▶ **Material for the task**:
******

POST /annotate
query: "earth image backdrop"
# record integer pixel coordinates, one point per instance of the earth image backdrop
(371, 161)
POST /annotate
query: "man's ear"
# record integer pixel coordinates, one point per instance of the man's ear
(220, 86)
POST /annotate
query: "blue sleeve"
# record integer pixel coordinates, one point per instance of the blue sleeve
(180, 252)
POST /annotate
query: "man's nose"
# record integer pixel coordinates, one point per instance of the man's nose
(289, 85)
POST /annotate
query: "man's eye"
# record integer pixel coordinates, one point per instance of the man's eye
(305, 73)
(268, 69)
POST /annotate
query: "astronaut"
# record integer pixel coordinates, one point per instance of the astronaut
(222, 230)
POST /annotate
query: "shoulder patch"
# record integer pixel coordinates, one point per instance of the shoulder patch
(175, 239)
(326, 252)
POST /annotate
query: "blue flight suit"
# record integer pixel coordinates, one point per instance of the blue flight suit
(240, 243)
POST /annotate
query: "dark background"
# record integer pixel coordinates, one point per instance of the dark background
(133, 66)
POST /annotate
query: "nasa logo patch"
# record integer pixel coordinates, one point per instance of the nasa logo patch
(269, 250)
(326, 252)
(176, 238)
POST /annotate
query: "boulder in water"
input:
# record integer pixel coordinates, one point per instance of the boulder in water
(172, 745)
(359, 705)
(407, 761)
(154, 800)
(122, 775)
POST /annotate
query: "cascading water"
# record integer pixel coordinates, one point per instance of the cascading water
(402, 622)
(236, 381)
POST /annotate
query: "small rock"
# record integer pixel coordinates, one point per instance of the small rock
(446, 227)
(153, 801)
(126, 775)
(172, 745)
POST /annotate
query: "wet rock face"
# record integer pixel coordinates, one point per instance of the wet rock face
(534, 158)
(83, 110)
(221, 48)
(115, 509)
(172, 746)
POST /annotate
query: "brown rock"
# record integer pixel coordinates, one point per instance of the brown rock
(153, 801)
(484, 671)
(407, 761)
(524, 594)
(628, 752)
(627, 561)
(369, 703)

******

▶ **Given instruction**: Locate each line in the records above that contains the string "nose", and copy those lines out. Case counts.

▶ **Result of this exercise**:
query: "man's nose"
# record integer pixel coordinates, one point per instance of the man's nose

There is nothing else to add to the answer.